#### [INSTRUCTIONS TO FOLLOW]
Do these statements agree with the proof excerpt? For each, answer yes or no and quote the deciding words of the excerpt. (a) The bound on the probability of the complement of C_i relies on Kolmogorov's inequality. (b) The lemma requires x to be at most 1/2. (c) The final inequality holds because theta is below e^(-4) and 4p_i(1-p_i) is at most 1.

#### [PAGE]
--------------------------------------------------

Using Kolmogorov's inequality \cite[Corollary 7.66, in p.\ 244 of][]{Ross},
the probability of the complement of
$C_i$ can be bounded as follows:
$$
\P_{\ell} \left(\max_{1\le t \le 4t^*} \Big| K^i_t -p_i t\Big|
\ge \sqrt{t^*
\log{(1/\theta)}}\right )
\le  \frac {\E_{\ell} \big[(K^i_{4t^*} -4p_i  t^*)^2\big]}{t^*
\log{(1/\theta)}}.
$$
Since $\E_{\ell} \big[\big(K^i_{4t^*} - 4 p_i t^*)^2\big]
=   4p_i(1-p_i)t^*$, we
obtain
\begin{equation} \label{eq:C_ibound}
\P_{\ell}(C_i) \geq  1- \frac{4 p_i(1-p_i)}{ \log{(1/\theta)}}>
\frac{3}{4},
\end{equation}
where
the last inequality follows because $\theta< e^{-4}$ and
$4p_i (1-p_i)\le1$.
\qed

\begin{lemma}
\label{le:aux}
If $0\leq x\leq 1/\sqrt{2} $ and
$y\ge 0$, then
$$
(1-x)^y \ge e^{-dxy},
$$
where $d=1.78$.

--------------------------------------------------

#### [RECORD EXTRACTS]

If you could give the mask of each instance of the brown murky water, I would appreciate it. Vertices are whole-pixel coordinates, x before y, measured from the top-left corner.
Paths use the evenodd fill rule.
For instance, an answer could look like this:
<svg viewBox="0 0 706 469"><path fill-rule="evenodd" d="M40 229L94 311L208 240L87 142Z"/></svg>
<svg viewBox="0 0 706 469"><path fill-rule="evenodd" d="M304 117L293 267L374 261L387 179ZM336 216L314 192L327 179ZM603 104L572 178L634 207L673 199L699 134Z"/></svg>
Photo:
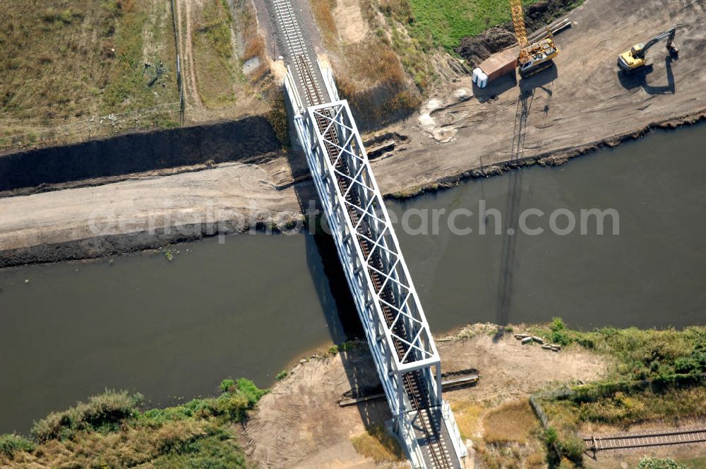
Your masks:
<svg viewBox="0 0 706 469"><path fill-rule="evenodd" d="M563 167L389 202L400 218L409 208L474 213L456 219L468 235L443 216L436 234L398 229L432 328L554 316L582 328L706 323L705 146L706 126L658 132ZM503 234L491 234L492 217L478 234L481 199L505 218ZM508 235L517 228L508 220L530 208L546 214L528 222L545 232ZM609 222L603 235L590 225L586 235L551 232L553 210L578 220L593 208L618 212L619 235ZM0 432L26 432L105 388L159 405L212 393L229 376L269 386L307 350L354 335L337 257L316 238L245 235L181 245L171 263L150 252L0 271Z"/></svg>

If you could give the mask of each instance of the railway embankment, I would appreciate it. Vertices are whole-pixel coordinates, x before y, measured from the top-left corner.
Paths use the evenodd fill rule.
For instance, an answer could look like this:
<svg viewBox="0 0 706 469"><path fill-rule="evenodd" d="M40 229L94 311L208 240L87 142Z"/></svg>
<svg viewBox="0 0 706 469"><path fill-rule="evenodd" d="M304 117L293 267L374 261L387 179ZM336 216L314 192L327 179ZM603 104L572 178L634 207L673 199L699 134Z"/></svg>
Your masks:
<svg viewBox="0 0 706 469"><path fill-rule="evenodd" d="M559 352L534 342L522 345L514 338L518 333L563 345ZM706 367L705 336L703 326L574 331L556 319L545 325L472 324L436 340L445 375L472 369L479 376L477 383L445 393L479 463L605 468L623 461L634 467L645 456L706 461L702 443L593 454L592 439L586 437L702 428L706 387L696 378ZM381 429L390 418L384 400L338 403L374 391L376 379L366 344L354 341L309 353L279 374L268 392L246 380L225 380L214 398L152 410L139 395L107 392L38 421L30 435L0 436L0 463L54 467L80 461L119 467L129 453L131 461L154 464L211 458L228 467L394 466L404 456ZM573 391L557 398L549 391L559 388ZM538 391L546 429L530 405Z"/></svg>
<svg viewBox="0 0 706 469"><path fill-rule="evenodd" d="M522 331L564 345L559 352L536 343L522 345L513 337ZM579 331L556 320L543 326L470 325L439 336L437 344L444 373L473 369L479 375L474 386L445 392L462 436L479 463L539 468L563 460L563 467L594 462L595 467L611 467L614 453L599 452L595 461L585 454L589 449L583 439L587 432L598 434L599 428L604 433L611 428L614 432L671 431L696 425L706 418L699 410L706 403L704 386L686 377L670 378L685 371L684 364L695 363L705 333L703 327ZM337 403L352 391L353 394L373 392L369 378L374 367L364 344L357 344L349 343L306 357L263 399L246 430L256 461L283 467L297 467L305 461L333 461L341 467L367 467L367 462L373 467L373 458L378 463L395 461L394 446L374 437L376 428L389 418L384 401L345 408ZM654 386L609 386L632 382L640 376L650 376ZM551 407L555 401L543 401L550 416L547 431L532 411L529 398L557 388L575 388L577 395L599 394L601 398L577 399L578 403L566 411L573 419L573 426L568 427L558 426ZM621 394L628 388L632 392ZM601 419L612 419L612 427ZM282 443L273 447L268 442L275 436ZM671 447L670 453L666 446L648 447L642 453L623 453L619 457L634 460L636 465L645 454L702 458L704 449L685 444L676 450Z"/></svg>

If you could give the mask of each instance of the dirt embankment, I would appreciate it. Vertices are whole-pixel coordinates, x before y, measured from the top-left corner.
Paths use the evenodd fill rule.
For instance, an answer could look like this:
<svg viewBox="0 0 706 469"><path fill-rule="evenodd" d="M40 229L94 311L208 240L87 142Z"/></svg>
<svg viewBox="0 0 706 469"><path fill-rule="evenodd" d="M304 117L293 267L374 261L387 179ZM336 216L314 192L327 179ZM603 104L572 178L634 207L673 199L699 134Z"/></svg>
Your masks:
<svg viewBox="0 0 706 469"><path fill-rule="evenodd" d="M582 349L559 353L522 346L512 336L493 338L496 328L469 326L437 342L443 372L477 369L475 386L447 391L452 405L473 400L496 405L558 384L598 379L608 363ZM366 344L359 350L300 363L260 401L245 437L250 456L265 468L373 468L351 438L390 418L385 400L340 408L344 393L379 383ZM472 464L467 467L473 467Z"/></svg>
<svg viewBox="0 0 706 469"><path fill-rule="evenodd" d="M611 14L605 15L609 11ZM410 196L453 186L466 177L500 174L508 168L561 164L571 157L639 137L650 128L676 126L706 116L706 6L702 3L627 0L616 4L610 0L587 0L568 18L571 28L556 38L561 49L556 67L519 83L505 76L483 90L474 88L469 77L451 82L417 114L385 129L389 138L372 136L370 141L376 144L370 148L371 155L376 158L371 165L383 194ZM678 60L668 59L663 45L657 44L650 52L654 63L651 71L629 77L616 73L618 53L675 23L681 25L676 37L681 49ZM260 139L262 133L234 138ZM216 150L221 148L210 140L202 135L193 144ZM162 150L178 149L180 141L174 145ZM189 168L192 170L204 167L204 159L209 156L208 151L201 148L196 155L199 162ZM100 160L98 156L93 158L94 162ZM135 163L133 155L124 158ZM171 157L160 151L145 158L162 161ZM59 160L56 159L54 167ZM102 170L102 167L94 167ZM33 175L23 175L23 171ZM34 182L53 177L43 171L41 167L8 168L0 171L0 177L20 178L19 182L12 182L16 186L23 184L23 177ZM61 174L63 169L57 171ZM309 191L316 198L311 183L301 182L306 172L303 157L290 155L256 165L214 167L198 177L155 178L159 172L143 173L140 180L120 183L125 186L107 184L92 188L90 193L73 189L77 191L15 197L11 201L0 198L4 215L0 218L0 251L24 249L13 251L13 261L5 264L16 265L62 260L60 254L32 254L40 251L63 252L64 259L76 259L138 249L121 242L111 243L110 248L102 242L89 249L76 247L79 242L97 239L90 230L91 212L81 208L81 203L95 210L118 207L128 210L127 215L116 213L115 220L127 218L134 223L102 234L116 239L125 234L144 232L150 217L164 210L158 198L175 194L179 202L169 209L170 213L197 213L203 218L206 205L203 198L208 197L212 204L225 201L225 206L244 206L249 213L270 210L270 215L259 218L246 217L253 222L267 222L263 220L271 221L273 214L299 210L297 191ZM145 178L152 179L147 182ZM132 198L126 200L128 196ZM172 223L169 226L184 224L160 220ZM177 239L155 237L140 246ZM52 247L66 242L76 249L54 251ZM6 254L0 253L0 259L6 259Z"/></svg>
<svg viewBox="0 0 706 469"><path fill-rule="evenodd" d="M409 196L506 168L561 164L706 116L702 3L587 0L567 17L572 27L555 38L556 66L519 83L505 76L482 90L462 79L392 127L409 138L405 151L372 163L383 191ZM661 43L649 52L651 69L618 73L618 54L674 24L678 60Z"/></svg>
<svg viewBox="0 0 706 469"><path fill-rule="evenodd" d="M148 171L267 161L280 148L263 117L40 148L0 156L0 196L98 185Z"/></svg>

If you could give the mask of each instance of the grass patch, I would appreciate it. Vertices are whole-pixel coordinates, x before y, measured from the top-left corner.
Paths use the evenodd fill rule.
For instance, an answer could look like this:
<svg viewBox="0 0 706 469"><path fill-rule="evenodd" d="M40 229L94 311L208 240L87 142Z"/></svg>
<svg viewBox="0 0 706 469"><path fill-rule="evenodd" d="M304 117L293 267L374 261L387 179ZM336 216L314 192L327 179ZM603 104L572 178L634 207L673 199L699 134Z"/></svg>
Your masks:
<svg viewBox="0 0 706 469"><path fill-rule="evenodd" d="M338 42L338 29L333 18L333 9L335 8L335 0L310 0L311 14L316 20L321 31L324 45L329 49L335 49Z"/></svg>
<svg viewBox="0 0 706 469"><path fill-rule="evenodd" d="M525 0L524 6L537 0ZM409 0L402 10L411 18L410 30L431 37L436 45L451 51L462 37L475 36L489 27L512 19L507 0Z"/></svg>
<svg viewBox="0 0 706 469"><path fill-rule="evenodd" d="M233 105L239 73L229 13L220 0L205 0L203 8L195 8L193 13L192 40L199 96L210 107Z"/></svg>
<svg viewBox="0 0 706 469"><path fill-rule="evenodd" d="M687 467L671 458L642 458L638 463L638 469L687 469Z"/></svg>
<svg viewBox="0 0 706 469"><path fill-rule="evenodd" d="M652 388L576 395L549 400L542 408L553 425L576 431L585 423L627 427L657 420L706 416L706 388L692 386L659 391Z"/></svg>
<svg viewBox="0 0 706 469"><path fill-rule="evenodd" d="M569 329L560 319L530 328L563 345L578 344L615 359L614 377L646 379L675 374L706 372L706 327L618 329L591 331Z"/></svg>
<svg viewBox="0 0 706 469"><path fill-rule="evenodd" d="M484 420L483 439L489 444L527 443L537 429L537 419L526 400L505 403L488 413Z"/></svg>
<svg viewBox="0 0 706 469"><path fill-rule="evenodd" d="M463 439L472 439L478 430L483 408L472 402L452 402L451 410Z"/></svg>
<svg viewBox="0 0 706 469"><path fill-rule="evenodd" d="M382 425L373 425L364 433L351 438L355 450L376 463L403 461L405 455L397 440Z"/></svg>
<svg viewBox="0 0 706 469"><path fill-rule="evenodd" d="M178 100L168 2L6 2L3 13L0 135L26 135L0 146L64 144L173 126L173 113L162 112L44 130ZM164 73L156 77L160 62ZM143 74L145 63L154 66Z"/></svg>
<svg viewBox="0 0 706 469"><path fill-rule="evenodd" d="M229 429L268 391L247 379L224 380L221 390L146 411L140 395L107 391L36 422L32 441L0 436L0 466L248 467Z"/></svg>
<svg viewBox="0 0 706 469"><path fill-rule="evenodd" d="M350 73L336 71L336 85L349 100L359 127L371 129L413 112L421 104L395 51L368 40L347 45L345 54Z"/></svg>
<svg viewBox="0 0 706 469"><path fill-rule="evenodd" d="M17 452L33 451L34 444L26 438L16 434L0 435L0 456L14 459Z"/></svg>

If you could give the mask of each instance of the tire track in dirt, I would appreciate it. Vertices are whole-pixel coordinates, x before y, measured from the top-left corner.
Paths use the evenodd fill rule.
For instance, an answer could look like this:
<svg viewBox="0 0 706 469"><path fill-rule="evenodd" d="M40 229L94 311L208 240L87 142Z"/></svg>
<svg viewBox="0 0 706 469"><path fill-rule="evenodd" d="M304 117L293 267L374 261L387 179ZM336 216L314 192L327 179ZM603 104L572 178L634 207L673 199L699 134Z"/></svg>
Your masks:
<svg viewBox="0 0 706 469"><path fill-rule="evenodd" d="M192 47L191 0L176 0L176 4L179 40L181 40L182 38L182 30L186 32L181 49L184 51L184 61L186 66L184 69L187 72L184 75L186 100L196 109L203 109L203 101L201 100L201 97L198 95L198 90L196 88L196 62L193 59L193 49ZM184 8L186 25L181 23L182 8Z"/></svg>

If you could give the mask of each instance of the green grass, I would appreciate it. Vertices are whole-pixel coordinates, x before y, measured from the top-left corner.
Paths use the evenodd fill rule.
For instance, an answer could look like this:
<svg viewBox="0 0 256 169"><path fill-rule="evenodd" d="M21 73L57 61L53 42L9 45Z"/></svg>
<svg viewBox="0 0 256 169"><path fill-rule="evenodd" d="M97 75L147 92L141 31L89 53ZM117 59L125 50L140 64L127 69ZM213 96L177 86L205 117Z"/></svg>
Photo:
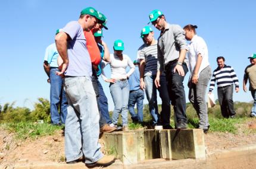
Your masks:
<svg viewBox="0 0 256 169"><path fill-rule="evenodd" d="M63 127L53 126L48 123L35 123L32 122L10 123L1 125L9 132L15 133L18 139L35 139L37 137L52 135L56 130Z"/></svg>
<svg viewBox="0 0 256 169"><path fill-rule="evenodd" d="M130 130L136 130L143 128L143 126L141 124L133 123L129 123L128 127Z"/></svg>
<svg viewBox="0 0 256 169"><path fill-rule="evenodd" d="M209 118L209 123L211 125L210 131L229 132L236 133L238 132L237 125L245 121L245 118L236 119L214 119Z"/></svg>

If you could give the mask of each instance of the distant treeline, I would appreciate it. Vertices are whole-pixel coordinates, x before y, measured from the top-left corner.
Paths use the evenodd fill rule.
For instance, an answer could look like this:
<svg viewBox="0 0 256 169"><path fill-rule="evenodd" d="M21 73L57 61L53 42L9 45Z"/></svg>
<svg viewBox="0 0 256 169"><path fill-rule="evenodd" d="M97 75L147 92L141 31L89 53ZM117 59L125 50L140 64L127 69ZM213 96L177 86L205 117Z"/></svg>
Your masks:
<svg viewBox="0 0 256 169"><path fill-rule="evenodd" d="M38 103L34 104L33 110L30 110L27 107L15 107L15 103L11 104L5 103L2 107L0 106L0 123L18 123L21 122L38 122L43 120L44 123L50 123L50 104L47 99L38 98ZM236 116L238 117L249 117L252 103L246 102L236 101L234 103ZM161 105L158 105L159 112L161 112ZM111 115L112 112L110 111ZM186 104L186 114L189 120L194 118L198 118L195 109L191 103ZM208 116L211 117L222 119L220 112L220 107L217 101L214 107L208 109ZM171 120L173 122L173 109L171 107ZM144 105L143 121L149 122L151 120L149 107L148 104ZM129 122L131 122L130 117Z"/></svg>

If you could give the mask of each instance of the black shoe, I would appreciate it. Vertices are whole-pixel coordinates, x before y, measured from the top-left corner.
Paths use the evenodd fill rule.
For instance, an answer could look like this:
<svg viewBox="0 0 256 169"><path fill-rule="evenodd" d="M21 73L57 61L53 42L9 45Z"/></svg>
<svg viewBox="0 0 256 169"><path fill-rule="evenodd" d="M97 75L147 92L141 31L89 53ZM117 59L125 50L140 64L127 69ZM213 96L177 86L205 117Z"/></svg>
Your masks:
<svg viewBox="0 0 256 169"><path fill-rule="evenodd" d="M204 133L206 134L208 133L208 131L209 130L210 125L207 126L207 129L203 129L202 131L204 132Z"/></svg>
<svg viewBox="0 0 256 169"><path fill-rule="evenodd" d="M61 123L52 123L52 125L54 126L61 126L62 124Z"/></svg>
<svg viewBox="0 0 256 169"><path fill-rule="evenodd" d="M230 118L230 119L235 119L235 118L236 118L236 114L232 115L232 116L229 116L229 118Z"/></svg>
<svg viewBox="0 0 256 169"><path fill-rule="evenodd" d="M177 124L177 129L186 129L187 126L187 123L183 120L180 120Z"/></svg>
<svg viewBox="0 0 256 169"><path fill-rule="evenodd" d="M163 126L163 129L173 129L173 127L171 127L170 125Z"/></svg>

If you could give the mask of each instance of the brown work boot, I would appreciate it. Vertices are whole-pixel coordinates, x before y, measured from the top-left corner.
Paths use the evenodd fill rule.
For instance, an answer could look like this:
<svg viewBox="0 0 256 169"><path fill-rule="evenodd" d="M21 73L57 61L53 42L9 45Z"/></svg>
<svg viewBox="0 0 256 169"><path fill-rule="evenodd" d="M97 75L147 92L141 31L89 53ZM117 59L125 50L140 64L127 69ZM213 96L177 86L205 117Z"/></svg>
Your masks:
<svg viewBox="0 0 256 169"><path fill-rule="evenodd" d="M129 131L129 127L127 125L124 125L122 128L122 131L127 132Z"/></svg>
<svg viewBox="0 0 256 169"><path fill-rule="evenodd" d="M89 168L96 166L106 167L114 162L115 162L115 157L114 155L104 155L102 158L98 160L97 162L92 164L85 164L85 165Z"/></svg>
<svg viewBox="0 0 256 169"><path fill-rule="evenodd" d="M110 127L108 125L104 125L100 129L100 132L103 133L111 133L115 130L117 128L114 127Z"/></svg>

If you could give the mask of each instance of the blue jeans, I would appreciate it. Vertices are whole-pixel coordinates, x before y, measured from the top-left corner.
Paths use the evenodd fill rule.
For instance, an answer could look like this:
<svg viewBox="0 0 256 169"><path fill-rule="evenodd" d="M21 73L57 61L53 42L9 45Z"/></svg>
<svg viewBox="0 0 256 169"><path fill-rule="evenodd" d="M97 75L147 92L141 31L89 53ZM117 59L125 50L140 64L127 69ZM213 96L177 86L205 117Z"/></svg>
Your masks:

--------------------------------------------------

#### [RESPONSE]
(a) Yes: "Using Kolmogorov's inequality"
(b) No: "0\leq x\leq 1/\sqrt{2}"
(c) Yes: "the last inequality follows because $\theta< e^{-4}$ and"